Written request> Copy the items below word for word, beginning at the line containing "Where is the stone ledge located?" and ending at the line containing "[165,226,393,296]", with both of those lines included.

[Dataset entries]
****************************************

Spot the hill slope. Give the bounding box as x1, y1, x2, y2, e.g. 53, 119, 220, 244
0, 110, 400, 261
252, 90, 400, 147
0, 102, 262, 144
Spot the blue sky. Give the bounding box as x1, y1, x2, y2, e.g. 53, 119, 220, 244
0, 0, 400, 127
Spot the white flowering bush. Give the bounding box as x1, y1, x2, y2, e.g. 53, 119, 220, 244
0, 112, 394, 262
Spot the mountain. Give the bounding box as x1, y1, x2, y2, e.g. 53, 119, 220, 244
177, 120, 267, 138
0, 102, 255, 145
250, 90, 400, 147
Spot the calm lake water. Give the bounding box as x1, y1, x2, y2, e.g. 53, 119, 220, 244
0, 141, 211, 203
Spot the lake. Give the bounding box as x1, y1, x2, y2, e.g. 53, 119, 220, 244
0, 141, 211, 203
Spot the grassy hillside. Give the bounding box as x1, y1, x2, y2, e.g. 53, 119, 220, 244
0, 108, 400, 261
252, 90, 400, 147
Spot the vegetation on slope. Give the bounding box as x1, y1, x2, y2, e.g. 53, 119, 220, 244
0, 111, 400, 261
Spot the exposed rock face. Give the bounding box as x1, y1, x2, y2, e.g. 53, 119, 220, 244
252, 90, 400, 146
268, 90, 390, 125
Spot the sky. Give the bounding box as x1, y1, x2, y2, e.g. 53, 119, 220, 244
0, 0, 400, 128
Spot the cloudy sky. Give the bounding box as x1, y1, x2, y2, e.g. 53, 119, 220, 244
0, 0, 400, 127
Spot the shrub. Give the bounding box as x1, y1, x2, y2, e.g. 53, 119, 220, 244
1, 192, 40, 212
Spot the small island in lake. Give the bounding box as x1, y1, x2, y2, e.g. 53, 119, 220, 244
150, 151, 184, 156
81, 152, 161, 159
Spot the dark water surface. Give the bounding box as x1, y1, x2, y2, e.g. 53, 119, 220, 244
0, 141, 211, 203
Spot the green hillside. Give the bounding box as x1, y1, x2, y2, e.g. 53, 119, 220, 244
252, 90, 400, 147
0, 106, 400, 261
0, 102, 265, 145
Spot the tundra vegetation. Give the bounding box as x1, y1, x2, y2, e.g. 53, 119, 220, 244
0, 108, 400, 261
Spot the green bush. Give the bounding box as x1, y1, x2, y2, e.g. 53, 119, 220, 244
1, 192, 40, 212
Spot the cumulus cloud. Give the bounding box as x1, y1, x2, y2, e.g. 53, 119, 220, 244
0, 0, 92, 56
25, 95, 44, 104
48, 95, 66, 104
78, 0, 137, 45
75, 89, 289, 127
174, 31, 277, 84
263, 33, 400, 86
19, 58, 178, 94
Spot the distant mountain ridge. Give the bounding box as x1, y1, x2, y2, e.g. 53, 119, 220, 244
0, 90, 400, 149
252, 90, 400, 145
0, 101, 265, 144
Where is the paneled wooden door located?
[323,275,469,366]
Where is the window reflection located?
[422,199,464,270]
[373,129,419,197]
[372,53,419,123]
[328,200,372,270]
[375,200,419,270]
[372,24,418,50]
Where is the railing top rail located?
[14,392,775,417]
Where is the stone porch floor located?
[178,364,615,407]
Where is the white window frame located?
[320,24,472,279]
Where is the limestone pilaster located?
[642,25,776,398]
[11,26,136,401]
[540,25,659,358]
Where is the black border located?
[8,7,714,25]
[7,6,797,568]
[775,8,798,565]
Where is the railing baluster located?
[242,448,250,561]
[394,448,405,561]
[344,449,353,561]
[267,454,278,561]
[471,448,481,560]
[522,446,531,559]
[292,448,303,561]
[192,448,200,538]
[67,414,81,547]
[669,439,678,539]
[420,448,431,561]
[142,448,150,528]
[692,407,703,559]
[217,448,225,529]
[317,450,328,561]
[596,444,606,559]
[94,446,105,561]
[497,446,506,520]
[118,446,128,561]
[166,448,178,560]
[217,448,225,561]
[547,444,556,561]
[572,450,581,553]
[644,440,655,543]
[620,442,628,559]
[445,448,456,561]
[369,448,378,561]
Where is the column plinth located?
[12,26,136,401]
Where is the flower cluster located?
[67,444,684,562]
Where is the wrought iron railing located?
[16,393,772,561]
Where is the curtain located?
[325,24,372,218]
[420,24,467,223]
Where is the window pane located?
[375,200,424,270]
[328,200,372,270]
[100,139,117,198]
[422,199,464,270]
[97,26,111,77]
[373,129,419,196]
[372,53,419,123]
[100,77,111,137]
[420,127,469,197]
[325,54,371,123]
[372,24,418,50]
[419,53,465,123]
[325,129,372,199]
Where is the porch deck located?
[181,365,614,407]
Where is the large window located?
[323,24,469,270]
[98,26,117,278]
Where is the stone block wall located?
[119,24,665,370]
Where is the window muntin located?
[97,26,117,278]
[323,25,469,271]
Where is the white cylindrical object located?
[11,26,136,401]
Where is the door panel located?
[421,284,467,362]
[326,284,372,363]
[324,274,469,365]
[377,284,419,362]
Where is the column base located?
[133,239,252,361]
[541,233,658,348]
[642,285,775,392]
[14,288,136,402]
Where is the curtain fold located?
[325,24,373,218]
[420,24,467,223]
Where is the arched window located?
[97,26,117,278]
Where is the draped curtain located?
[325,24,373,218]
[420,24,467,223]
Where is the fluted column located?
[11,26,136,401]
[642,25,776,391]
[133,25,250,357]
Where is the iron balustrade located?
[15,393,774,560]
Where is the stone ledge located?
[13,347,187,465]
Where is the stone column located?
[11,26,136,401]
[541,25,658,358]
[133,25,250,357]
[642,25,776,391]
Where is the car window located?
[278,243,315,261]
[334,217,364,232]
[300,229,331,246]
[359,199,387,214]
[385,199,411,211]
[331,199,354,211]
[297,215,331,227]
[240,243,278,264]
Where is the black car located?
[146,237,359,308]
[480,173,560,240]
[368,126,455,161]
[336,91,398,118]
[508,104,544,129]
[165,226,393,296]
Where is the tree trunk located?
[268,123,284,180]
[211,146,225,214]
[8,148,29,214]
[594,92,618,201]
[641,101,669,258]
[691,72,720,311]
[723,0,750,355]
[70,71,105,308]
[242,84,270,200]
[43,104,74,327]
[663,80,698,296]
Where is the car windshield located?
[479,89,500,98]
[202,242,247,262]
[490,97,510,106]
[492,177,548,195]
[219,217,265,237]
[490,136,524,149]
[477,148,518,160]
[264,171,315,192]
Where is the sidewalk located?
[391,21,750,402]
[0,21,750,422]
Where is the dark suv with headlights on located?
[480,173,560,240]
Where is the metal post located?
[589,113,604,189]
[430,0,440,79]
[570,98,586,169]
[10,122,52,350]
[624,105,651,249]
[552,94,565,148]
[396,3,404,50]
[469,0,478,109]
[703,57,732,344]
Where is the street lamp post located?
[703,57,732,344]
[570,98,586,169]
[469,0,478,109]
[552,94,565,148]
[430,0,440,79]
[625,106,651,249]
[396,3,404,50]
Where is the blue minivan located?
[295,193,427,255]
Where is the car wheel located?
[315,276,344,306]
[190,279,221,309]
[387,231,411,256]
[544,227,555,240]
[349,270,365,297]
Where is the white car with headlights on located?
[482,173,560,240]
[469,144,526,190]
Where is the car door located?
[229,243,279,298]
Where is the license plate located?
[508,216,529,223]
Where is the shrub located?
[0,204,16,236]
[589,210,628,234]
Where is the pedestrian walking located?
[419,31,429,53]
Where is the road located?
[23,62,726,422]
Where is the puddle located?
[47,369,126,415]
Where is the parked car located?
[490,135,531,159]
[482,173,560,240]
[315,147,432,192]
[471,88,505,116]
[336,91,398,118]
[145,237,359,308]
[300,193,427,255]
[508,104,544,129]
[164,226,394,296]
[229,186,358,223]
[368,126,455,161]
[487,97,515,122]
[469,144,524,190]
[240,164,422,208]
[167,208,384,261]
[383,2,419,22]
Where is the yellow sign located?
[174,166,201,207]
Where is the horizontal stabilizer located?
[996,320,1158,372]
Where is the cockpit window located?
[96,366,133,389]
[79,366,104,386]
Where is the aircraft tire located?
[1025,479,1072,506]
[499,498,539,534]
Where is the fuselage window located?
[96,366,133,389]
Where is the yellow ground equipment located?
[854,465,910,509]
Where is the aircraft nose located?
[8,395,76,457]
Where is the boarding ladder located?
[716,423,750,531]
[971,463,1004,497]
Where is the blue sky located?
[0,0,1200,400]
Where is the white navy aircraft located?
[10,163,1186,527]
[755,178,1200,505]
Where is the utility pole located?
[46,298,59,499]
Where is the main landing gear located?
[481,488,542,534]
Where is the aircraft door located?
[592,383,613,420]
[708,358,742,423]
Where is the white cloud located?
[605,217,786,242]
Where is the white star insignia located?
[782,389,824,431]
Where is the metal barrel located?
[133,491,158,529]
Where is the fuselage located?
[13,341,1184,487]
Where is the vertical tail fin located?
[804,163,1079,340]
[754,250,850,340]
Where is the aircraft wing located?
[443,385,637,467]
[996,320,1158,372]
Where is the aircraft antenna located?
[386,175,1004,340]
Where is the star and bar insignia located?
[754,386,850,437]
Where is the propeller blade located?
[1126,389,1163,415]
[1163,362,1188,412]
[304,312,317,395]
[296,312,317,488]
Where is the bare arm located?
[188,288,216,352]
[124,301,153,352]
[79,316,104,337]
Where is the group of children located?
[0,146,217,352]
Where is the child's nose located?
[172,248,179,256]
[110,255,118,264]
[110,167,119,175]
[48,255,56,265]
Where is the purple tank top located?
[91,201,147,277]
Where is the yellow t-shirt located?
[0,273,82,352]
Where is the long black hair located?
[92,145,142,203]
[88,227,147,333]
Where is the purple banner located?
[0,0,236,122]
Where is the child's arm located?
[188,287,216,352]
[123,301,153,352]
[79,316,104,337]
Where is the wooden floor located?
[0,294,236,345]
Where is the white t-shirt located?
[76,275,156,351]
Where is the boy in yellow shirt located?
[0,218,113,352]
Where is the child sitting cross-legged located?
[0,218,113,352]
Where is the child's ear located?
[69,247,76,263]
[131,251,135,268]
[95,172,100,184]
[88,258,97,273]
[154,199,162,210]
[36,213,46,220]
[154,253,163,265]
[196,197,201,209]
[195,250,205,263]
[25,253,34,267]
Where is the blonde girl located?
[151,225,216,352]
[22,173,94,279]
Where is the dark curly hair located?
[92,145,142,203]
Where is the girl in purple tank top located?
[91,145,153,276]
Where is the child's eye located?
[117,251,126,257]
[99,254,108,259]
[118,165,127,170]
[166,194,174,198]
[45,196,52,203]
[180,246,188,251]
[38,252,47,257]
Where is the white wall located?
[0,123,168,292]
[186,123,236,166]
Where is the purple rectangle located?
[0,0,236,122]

****************************************

Result>
Where is the stone ledge located?
[13,347,187,465]
Where is the stone column located?
[11,26,136,401]
[541,25,658,358]
[133,25,250,357]
[642,25,776,391]
Where is the car window located?
[278,243,315,261]
[334,217,364,232]
[300,229,331,246]
[359,199,387,214]
[385,199,411,211]
[331,199,354,211]
[297,215,331,227]
[240,243,278,264]
Where is the black car located?
[146,237,359,308]
[480,173,560,240]
[368,126,455,161]
[336,91,398,118]
[508,104,544,129]
[165,226,393,296]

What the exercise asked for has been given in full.